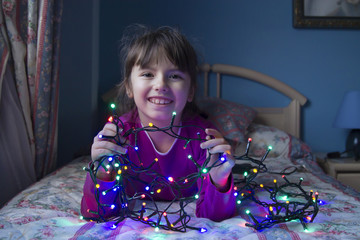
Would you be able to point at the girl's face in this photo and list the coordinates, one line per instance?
(158, 90)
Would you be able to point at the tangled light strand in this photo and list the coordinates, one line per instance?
(177, 220)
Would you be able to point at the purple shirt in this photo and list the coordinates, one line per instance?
(175, 163)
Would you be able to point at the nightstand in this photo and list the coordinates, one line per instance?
(346, 170)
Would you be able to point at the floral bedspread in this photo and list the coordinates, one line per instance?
(50, 209)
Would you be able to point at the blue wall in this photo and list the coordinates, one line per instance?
(321, 64)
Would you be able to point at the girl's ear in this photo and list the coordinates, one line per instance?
(191, 94)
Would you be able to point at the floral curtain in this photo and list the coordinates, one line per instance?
(29, 46)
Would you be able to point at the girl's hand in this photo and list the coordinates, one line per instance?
(106, 147)
(218, 145)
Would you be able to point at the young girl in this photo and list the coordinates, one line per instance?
(159, 79)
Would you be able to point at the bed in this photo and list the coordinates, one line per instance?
(50, 209)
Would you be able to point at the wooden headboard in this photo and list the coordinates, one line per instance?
(284, 118)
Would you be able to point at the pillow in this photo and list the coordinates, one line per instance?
(264, 136)
(231, 119)
(283, 144)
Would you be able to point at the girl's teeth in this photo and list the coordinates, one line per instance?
(159, 101)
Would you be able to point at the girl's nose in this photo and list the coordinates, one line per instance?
(161, 84)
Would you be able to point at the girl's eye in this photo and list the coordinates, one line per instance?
(175, 76)
(147, 75)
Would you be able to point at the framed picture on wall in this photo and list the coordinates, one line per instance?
(326, 14)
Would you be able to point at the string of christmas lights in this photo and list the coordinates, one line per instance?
(151, 213)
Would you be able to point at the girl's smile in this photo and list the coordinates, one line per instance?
(158, 90)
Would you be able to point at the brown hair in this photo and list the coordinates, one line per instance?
(141, 45)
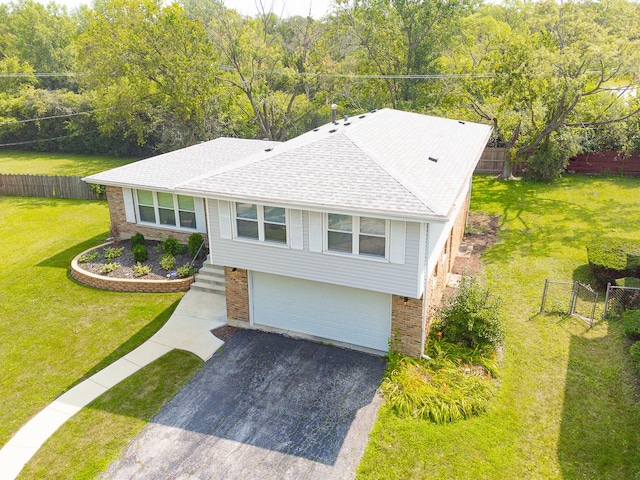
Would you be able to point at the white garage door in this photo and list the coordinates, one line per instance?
(349, 315)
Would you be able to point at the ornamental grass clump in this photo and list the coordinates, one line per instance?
(442, 392)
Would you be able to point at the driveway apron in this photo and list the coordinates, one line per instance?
(264, 406)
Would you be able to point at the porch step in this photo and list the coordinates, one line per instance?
(210, 278)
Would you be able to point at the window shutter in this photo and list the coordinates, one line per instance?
(315, 232)
(295, 229)
(201, 221)
(224, 215)
(397, 241)
(129, 208)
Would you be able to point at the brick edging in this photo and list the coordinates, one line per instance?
(126, 284)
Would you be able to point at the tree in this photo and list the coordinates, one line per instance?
(551, 71)
(150, 73)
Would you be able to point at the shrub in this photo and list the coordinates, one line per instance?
(168, 261)
(185, 271)
(195, 242)
(631, 323)
(172, 246)
(140, 270)
(440, 392)
(137, 239)
(635, 354)
(111, 252)
(471, 317)
(614, 258)
(109, 267)
(89, 256)
(140, 253)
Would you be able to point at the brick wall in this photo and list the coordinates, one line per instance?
(237, 295)
(406, 325)
(121, 229)
(409, 321)
(127, 285)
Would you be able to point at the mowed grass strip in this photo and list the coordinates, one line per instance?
(36, 163)
(53, 331)
(87, 444)
(567, 407)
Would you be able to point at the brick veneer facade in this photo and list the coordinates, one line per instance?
(237, 295)
(121, 229)
(409, 319)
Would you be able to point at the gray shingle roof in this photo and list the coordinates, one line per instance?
(166, 171)
(381, 162)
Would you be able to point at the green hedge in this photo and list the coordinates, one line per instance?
(614, 258)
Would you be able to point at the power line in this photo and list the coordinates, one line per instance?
(42, 140)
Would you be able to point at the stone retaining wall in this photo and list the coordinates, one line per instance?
(125, 284)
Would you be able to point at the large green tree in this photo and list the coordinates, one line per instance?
(546, 74)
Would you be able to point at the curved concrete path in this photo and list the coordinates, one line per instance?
(189, 328)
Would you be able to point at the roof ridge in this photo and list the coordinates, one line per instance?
(392, 172)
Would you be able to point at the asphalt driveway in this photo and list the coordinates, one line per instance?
(266, 407)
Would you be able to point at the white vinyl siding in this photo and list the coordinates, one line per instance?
(307, 263)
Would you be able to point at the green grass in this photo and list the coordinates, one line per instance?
(86, 445)
(35, 163)
(53, 331)
(567, 406)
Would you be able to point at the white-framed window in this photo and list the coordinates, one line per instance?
(365, 236)
(166, 209)
(261, 222)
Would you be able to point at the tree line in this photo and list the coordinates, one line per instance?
(138, 77)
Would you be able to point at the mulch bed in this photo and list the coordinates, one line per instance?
(127, 262)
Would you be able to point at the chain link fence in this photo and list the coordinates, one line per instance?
(619, 299)
(570, 298)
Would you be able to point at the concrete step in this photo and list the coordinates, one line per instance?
(212, 279)
(206, 287)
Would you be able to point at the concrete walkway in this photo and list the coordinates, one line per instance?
(188, 329)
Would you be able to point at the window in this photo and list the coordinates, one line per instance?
(262, 223)
(357, 235)
(166, 209)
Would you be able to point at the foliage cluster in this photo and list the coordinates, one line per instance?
(613, 258)
(441, 390)
(168, 262)
(140, 270)
(111, 253)
(471, 317)
(172, 246)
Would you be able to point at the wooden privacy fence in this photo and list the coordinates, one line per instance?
(614, 163)
(46, 186)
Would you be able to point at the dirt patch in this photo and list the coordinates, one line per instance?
(224, 332)
(126, 262)
(481, 232)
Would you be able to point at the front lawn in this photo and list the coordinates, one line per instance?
(53, 331)
(567, 406)
(35, 163)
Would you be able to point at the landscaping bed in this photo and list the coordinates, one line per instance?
(126, 262)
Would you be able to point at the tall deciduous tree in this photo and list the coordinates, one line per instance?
(555, 70)
(151, 73)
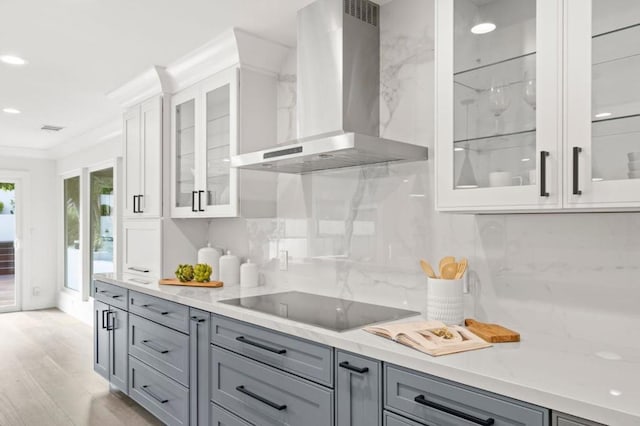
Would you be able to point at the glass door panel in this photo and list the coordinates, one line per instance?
(185, 137)
(494, 91)
(218, 140)
(72, 255)
(101, 221)
(615, 90)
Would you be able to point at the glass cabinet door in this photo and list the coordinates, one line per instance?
(497, 94)
(603, 150)
(185, 155)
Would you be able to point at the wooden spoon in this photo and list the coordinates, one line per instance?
(462, 268)
(426, 267)
(445, 260)
(449, 271)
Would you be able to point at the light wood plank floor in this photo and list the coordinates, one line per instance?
(47, 378)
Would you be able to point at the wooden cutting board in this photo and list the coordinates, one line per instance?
(492, 333)
(174, 281)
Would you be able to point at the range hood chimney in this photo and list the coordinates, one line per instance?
(338, 95)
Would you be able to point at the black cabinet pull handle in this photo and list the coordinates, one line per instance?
(278, 407)
(200, 209)
(158, 349)
(110, 325)
(420, 399)
(193, 201)
(104, 321)
(243, 339)
(543, 173)
(361, 370)
(576, 172)
(155, 310)
(145, 388)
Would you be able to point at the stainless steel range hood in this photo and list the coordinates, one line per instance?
(338, 95)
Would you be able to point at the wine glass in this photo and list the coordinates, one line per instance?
(499, 101)
(529, 91)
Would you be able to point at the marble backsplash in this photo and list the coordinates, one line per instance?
(360, 232)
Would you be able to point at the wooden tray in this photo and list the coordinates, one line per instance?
(492, 333)
(175, 281)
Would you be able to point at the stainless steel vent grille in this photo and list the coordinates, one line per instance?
(50, 128)
(364, 10)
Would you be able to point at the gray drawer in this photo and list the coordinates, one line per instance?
(162, 311)
(301, 357)
(161, 396)
(391, 419)
(435, 401)
(221, 417)
(110, 294)
(265, 396)
(162, 348)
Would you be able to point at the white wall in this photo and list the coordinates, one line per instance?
(39, 241)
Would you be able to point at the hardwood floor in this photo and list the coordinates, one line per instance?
(47, 378)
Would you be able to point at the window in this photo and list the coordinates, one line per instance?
(72, 254)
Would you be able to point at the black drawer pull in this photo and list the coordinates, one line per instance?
(148, 344)
(155, 310)
(145, 388)
(420, 399)
(243, 339)
(345, 364)
(576, 171)
(278, 407)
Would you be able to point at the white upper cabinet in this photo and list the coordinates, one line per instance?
(602, 153)
(142, 138)
(543, 112)
(498, 92)
(211, 121)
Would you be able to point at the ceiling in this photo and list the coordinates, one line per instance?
(78, 50)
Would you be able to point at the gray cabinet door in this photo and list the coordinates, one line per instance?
(265, 396)
(358, 390)
(199, 367)
(562, 419)
(118, 368)
(100, 339)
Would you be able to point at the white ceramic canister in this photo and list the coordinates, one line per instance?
(230, 269)
(248, 274)
(211, 256)
(444, 300)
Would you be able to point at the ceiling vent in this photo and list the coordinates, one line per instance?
(50, 128)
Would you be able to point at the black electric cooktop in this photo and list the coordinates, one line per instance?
(322, 311)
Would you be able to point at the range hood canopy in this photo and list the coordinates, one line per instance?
(338, 95)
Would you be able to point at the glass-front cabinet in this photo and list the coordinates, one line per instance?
(497, 94)
(204, 127)
(602, 153)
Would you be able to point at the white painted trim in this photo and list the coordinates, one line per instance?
(22, 180)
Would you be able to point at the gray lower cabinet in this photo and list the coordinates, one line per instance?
(562, 419)
(358, 390)
(430, 400)
(110, 344)
(265, 396)
(199, 367)
(164, 398)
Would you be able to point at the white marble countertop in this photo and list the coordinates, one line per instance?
(577, 377)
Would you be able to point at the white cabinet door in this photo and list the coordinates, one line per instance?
(142, 246)
(498, 103)
(602, 150)
(150, 197)
(132, 160)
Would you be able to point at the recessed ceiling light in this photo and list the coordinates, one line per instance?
(12, 60)
(483, 28)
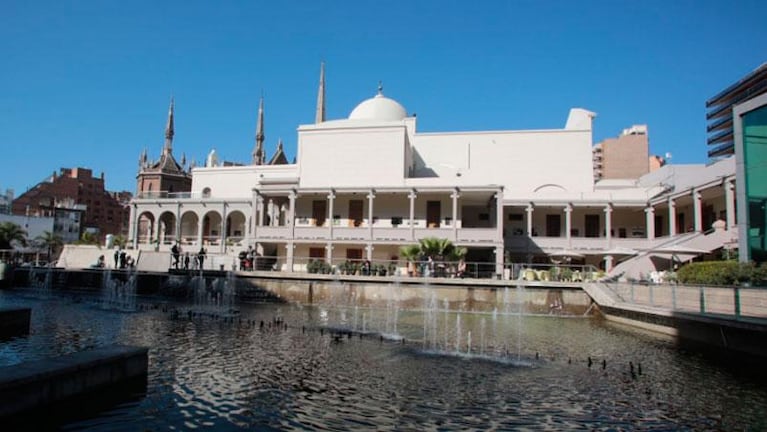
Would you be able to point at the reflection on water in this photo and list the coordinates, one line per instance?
(231, 373)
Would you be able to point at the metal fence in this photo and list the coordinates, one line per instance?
(424, 268)
(732, 301)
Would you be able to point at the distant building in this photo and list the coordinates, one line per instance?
(721, 138)
(6, 200)
(624, 157)
(74, 191)
(656, 162)
(34, 226)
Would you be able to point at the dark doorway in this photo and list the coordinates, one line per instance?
(433, 213)
(553, 225)
(591, 225)
(319, 212)
(658, 226)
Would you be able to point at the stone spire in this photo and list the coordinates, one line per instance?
(142, 160)
(258, 152)
(168, 148)
(319, 115)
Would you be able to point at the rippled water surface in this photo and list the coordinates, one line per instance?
(233, 374)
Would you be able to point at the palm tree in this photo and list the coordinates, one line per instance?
(410, 253)
(88, 238)
(11, 232)
(436, 247)
(120, 241)
(49, 241)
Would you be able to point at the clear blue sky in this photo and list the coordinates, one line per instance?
(87, 83)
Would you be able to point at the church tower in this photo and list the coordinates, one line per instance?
(164, 176)
(319, 115)
(259, 156)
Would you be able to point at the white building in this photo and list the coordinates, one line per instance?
(365, 185)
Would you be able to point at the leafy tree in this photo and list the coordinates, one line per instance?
(10, 233)
(88, 238)
(441, 248)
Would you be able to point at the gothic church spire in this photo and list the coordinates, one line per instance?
(319, 116)
(258, 153)
(168, 148)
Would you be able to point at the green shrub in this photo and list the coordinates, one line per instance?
(723, 273)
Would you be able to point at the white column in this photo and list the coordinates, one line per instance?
(289, 255)
(254, 217)
(200, 224)
(455, 196)
(650, 222)
(412, 196)
(671, 217)
(156, 231)
(729, 196)
(608, 263)
(697, 210)
(133, 226)
(499, 220)
(331, 202)
(222, 247)
(499, 261)
(529, 211)
(608, 224)
(371, 196)
(499, 233)
(178, 222)
(292, 215)
(270, 210)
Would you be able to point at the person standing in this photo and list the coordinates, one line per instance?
(175, 253)
(201, 257)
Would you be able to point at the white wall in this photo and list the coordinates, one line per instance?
(237, 181)
(352, 157)
(520, 161)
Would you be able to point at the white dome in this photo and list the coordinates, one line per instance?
(378, 107)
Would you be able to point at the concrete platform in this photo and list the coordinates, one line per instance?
(30, 386)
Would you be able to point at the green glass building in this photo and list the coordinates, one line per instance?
(737, 124)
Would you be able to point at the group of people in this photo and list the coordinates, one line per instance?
(178, 263)
(248, 259)
(431, 268)
(122, 260)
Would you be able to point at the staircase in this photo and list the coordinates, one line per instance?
(641, 265)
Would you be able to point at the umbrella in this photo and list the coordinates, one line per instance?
(678, 250)
(567, 253)
(619, 251)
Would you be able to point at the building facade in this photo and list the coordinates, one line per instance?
(624, 157)
(365, 185)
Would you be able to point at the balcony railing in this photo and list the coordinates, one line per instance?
(273, 233)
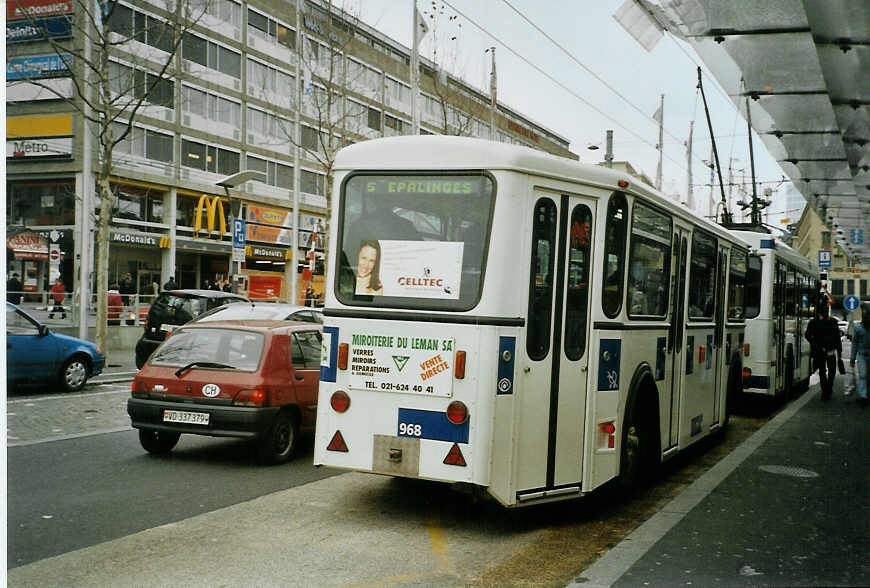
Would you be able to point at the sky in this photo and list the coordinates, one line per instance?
(621, 93)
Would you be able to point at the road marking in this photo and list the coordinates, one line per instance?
(68, 396)
(73, 436)
(616, 562)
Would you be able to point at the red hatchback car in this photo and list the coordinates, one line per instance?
(249, 379)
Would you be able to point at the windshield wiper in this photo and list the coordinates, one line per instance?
(181, 370)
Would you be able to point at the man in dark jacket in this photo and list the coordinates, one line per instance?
(826, 349)
(13, 289)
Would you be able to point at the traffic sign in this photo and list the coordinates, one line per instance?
(239, 233)
(825, 257)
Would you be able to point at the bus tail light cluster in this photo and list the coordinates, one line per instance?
(457, 412)
(607, 434)
(339, 401)
(342, 355)
(459, 367)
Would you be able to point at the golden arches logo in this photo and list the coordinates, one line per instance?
(212, 205)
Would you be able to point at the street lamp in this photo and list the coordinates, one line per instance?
(235, 181)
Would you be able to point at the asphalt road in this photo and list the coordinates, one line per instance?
(71, 493)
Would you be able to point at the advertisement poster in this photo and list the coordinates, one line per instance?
(401, 363)
(412, 269)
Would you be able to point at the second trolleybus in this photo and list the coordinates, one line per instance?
(518, 322)
(782, 289)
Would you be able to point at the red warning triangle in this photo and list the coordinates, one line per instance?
(337, 443)
(454, 456)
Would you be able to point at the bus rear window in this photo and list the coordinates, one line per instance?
(414, 241)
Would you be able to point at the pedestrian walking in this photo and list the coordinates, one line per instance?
(861, 352)
(114, 305)
(13, 289)
(826, 349)
(58, 293)
(127, 288)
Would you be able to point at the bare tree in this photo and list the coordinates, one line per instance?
(110, 96)
(456, 108)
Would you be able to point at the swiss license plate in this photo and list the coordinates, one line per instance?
(181, 416)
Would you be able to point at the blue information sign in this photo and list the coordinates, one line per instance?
(239, 233)
(825, 257)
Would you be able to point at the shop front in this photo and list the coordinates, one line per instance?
(138, 254)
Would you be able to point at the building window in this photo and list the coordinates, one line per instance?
(208, 158)
(277, 174)
(137, 205)
(212, 55)
(126, 80)
(41, 203)
(374, 119)
(211, 106)
(144, 143)
(144, 28)
(311, 183)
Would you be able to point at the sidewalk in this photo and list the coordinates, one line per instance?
(789, 507)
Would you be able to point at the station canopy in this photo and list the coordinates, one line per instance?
(805, 67)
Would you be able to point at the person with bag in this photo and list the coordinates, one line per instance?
(861, 352)
(826, 349)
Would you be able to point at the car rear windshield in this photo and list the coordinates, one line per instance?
(182, 308)
(243, 312)
(414, 240)
(235, 348)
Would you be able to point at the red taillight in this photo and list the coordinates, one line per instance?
(457, 412)
(254, 397)
(459, 368)
(342, 356)
(339, 401)
(608, 428)
(138, 388)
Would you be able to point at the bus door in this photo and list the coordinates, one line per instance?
(552, 401)
(779, 323)
(719, 360)
(677, 330)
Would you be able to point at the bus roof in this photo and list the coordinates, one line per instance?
(416, 153)
(763, 241)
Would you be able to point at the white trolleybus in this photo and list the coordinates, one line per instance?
(782, 289)
(518, 322)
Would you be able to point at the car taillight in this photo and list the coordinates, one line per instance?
(339, 401)
(254, 397)
(138, 388)
(457, 412)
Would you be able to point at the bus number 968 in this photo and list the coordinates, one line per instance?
(410, 429)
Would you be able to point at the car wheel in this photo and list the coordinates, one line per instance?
(158, 442)
(74, 373)
(278, 443)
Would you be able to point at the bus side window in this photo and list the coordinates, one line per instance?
(541, 282)
(614, 254)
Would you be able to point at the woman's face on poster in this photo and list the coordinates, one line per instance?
(368, 256)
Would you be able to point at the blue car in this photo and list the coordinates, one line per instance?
(34, 353)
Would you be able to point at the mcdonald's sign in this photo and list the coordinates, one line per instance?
(210, 205)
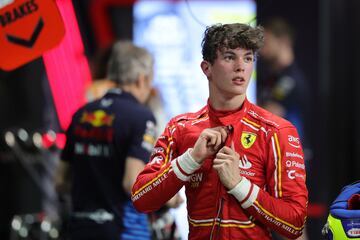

--------------------------------------------------

**WORK ORDER**
Starting at the line with "Would you be able to point at the bus side" and stopping at the final line of the material, reproduce each line exactly, both ends included. Leave the pictures out.

**EXERCISE OUTPUT**
Would you be able to point at the bus side window in this photo and list the coordinates, one line per instance?
(541, 282)
(614, 254)
Would you be able to point at the woman's face on poster in this photo and list the coordinates, one line per instance?
(368, 256)
Would you be able to point at the blue car in this photo and list the coordinates, one line per instance?
(34, 353)
Would you be able to point at the mcdonald's sign in this photo and list the coordinates, one line per instance?
(210, 205)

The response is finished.